*EXTRACT*
___

Google Stock Price Prediction Model using recurrent neural networks
Data Source: Yahoo Finance Website Training Data: 5 Years Data from Feb-2018 to Jan-2023 Testing Data: 19 Financial Days from Feb-2023
DATA PREPROCESSING
Prior to the model building, the data underwent some preprocessing to be made suitable for the algorithm chosen.
Test and Train Split
We had data spanning from 2018-2023, we had to split this into training and test set. Training data spanned for 5 years (only business days) from 02-01-2018 to 01-31-2023. Test data was the data we would test our model performance on spanned from 02-01-2023 – 02-28-2023.
Scaling
As per the requirement of deep neural networks data must be scaled and there should not be a lot of difference between values. We normalised the values and brought them between 0 and 1. We created two separate scaler objects using MinMaxScaler from Scikit-Learn. One for the whole input data and one for only open prices (this would come in handy later).

___

*LISTED ENTRIES*
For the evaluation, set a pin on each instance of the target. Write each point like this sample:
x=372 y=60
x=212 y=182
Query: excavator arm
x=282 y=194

___

*PROBLEM A*
Answer these three questions from the Google stock price prediction write-up, each on its own line:
(i) Which website supplied the data?
(ii) Between which two values were the data normalized?
(iii) From which library did the MinMaxScaler come?
*PROBLEM B*
List every section heading that appears below the title line and the data summary line in the Google stock price prediction write-up.
*PROBLEM C*
Continue the Google stock price prediction write-up from the point where it stops.

*RESULT A*
(i) Yahoo Finance
(ii) 0 and 1
(iii) Scikit-Learn

*RESULT B*
DATA PREPROCESSING
Test and Train Split
Scaling

*RESULT C*
Timestep
As required for time-series analysis we chose a timestep of 60 days as input for predicting the value of next days opening price. We divided and reshaped our training data accordingly into a 3-D array. Final dimensions of the array was (1198,60,5) which indicated 1198 – instances, 60 samples in each batch and 5 variables. Similarly we repeated the process for the test data and the dimensions were (19,60,5).
Data was cleaned and scaled down ready for the model training
Algorithm chosen – LSTM, LSTM specifications - Four LSTM Layers with 70 neurons in each layer were used and we used a dropout regularization of 15% Dropout Regularization was used to avoid the problem of overfitting.
Model Training
The 4 layers were then fitted on the training data of 5 years, Optimizer used – “Adam”, Loss function – “Mean Squared Error”, 4 layers of LSTM was trained in 100 epochs with batch size of 32. Early stopping was used to avoid the problem of overfitting
Model Testing
We now passed the test set through our model to test the overall performance of our model. As we needed past 60 days data as input for predicting next days opening price so we had to combine 60 previous values for each day in February. Hence, some were used from the training data. For example for predicting the value of 28-Feb-23 we used data of past 60 business days. We obtained 18 values from our test set and rest from training set. Predictions which are in the scaled format are inverse transformed to obtain predicted stock price values.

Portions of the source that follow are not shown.